Task details: Print the listing below unchanged, reproducing every line in full and in its original order.

Data shown:
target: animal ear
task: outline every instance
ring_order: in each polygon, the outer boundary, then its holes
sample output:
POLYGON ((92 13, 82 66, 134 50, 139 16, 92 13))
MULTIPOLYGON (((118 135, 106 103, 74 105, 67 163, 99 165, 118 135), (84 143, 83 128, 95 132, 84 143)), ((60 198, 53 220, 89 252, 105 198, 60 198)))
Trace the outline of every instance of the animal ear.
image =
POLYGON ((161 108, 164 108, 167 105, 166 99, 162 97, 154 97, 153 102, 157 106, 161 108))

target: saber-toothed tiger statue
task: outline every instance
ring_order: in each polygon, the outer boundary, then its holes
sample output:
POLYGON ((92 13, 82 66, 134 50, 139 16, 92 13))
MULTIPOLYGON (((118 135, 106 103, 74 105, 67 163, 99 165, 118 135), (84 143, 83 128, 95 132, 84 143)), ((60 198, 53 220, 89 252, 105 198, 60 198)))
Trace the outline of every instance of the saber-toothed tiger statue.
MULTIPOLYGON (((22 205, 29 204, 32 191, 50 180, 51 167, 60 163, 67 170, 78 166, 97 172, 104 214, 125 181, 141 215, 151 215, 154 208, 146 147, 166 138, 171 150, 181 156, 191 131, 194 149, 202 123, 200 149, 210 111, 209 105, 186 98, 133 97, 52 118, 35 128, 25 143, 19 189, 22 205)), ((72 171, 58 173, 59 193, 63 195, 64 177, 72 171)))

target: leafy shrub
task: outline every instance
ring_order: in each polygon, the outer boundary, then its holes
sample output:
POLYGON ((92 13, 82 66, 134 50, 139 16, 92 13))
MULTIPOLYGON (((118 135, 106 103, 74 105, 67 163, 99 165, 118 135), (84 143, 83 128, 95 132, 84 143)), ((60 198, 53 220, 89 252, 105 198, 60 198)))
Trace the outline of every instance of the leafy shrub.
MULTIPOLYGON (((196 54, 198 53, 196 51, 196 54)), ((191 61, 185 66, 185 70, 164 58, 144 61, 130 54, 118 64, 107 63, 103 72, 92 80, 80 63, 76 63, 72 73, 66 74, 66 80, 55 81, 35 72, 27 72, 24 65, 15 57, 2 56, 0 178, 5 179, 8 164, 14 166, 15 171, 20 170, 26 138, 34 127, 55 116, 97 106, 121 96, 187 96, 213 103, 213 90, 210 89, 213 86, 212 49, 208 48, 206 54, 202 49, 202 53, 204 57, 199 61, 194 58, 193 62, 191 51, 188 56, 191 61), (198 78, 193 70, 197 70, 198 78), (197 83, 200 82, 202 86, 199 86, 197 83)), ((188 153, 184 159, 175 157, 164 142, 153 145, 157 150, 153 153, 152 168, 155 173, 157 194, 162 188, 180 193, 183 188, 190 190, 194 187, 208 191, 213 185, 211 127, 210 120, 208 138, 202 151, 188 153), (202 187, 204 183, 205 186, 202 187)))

Task output:
target: animal ear
task: outline every instance
ring_order: in each polygon, the outer boundary, then its holes
sample output:
POLYGON ((92 13, 82 66, 134 50, 139 16, 92 13))
MULTIPOLYGON (((118 135, 106 103, 74 105, 67 163, 99 165, 118 135), (84 143, 83 128, 95 132, 84 143)), ((60 198, 53 220, 89 252, 105 198, 60 198)))
Trace the outline of every instance of the animal ear.
image =
POLYGON ((161 108, 164 108, 167 105, 166 99, 162 97, 154 97, 153 102, 157 106, 161 108))

target: saber-toothed tiger statue
task: outline every instance
ring_order: in each polygon, the outer boundary, then its holes
sample output:
POLYGON ((92 13, 82 66, 134 50, 139 16, 92 13))
MULTIPOLYGON (((118 135, 106 103, 74 105, 67 163, 99 165, 118 135), (84 143, 83 128, 95 132, 84 143)), ((60 198, 53 220, 89 252, 105 198, 60 198)))
Trace the outline of every instance of the saber-toothed tiger statue.
MULTIPOLYGON (((22 205, 29 204, 32 191, 50 180, 51 167, 60 163, 67 170, 78 166, 97 172, 104 214, 125 181, 141 215, 151 215, 154 208, 146 147, 166 138, 171 150, 181 156, 191 131, 194 149, 202 123, 200 149, 210 111, 209 105, 186 98, 133 97, 52 118, 35 128, 25 143, 19 189, 22 205)), ((72 171, 58 173, 59 193, 63 195, 64 177, 72 171)))

target: leafy shrub
task: outline every instance
ring_order: in each polygon, the outer boundary, then its holes
sample output:
POLYGON ((92 13, 82 66, 134 50, 139 16, 92 13))
MULTIPOLYGON (((118 135, 106 103, 74 105, 67 163, 99 165, 118 135), (84 143, 83 128, 95 132, 84 143)), ((60 198, 53 220, 89 252, 105 198, 60 198)))
Trace the outline of every instance of the leafy shrub.
MULTIPOLYGON (((196 54, 198 53, 196 51, 196 54)), ((191 61, 185 66, 185 70, 164 58, 144 61, 130 54, 118 64, 107 63, 103 72, 92 80, 80 63, 76 63, 72 73, 66 74, 66 80, 55 81, 35 72, 27 72, 24 65, 15 57, 2 56, 0 178, 5 179, 8 164, 14 166, 15 171, 20 170, 26 138, 34 127, 55 116, 97 106, 121 96, 187 96, 213 103, 213 90, 210 89, 213 86, 212 49, 208 48, 206 54, 202 49, 202 53, 204 57, 199 61, 194 58, 193 62, 191 51, 188 56, 191 61), (198 78, 193 70, 197 70, 198 78), (197 83, 200 82, 202 86, 199 86, 197 83)), ((188 153, 184 159, 175 157, 164 142, 153 145, 157 150, 153 153, 152 168, 155 173, 157 194, 162 188, 180 193, 183 188, 190 190, 194 187, 208 191, 213 185, 211 127, 210 120, 208 138, 202 151, 188 153), (202 187, 204 183, 205 186, 202 187)))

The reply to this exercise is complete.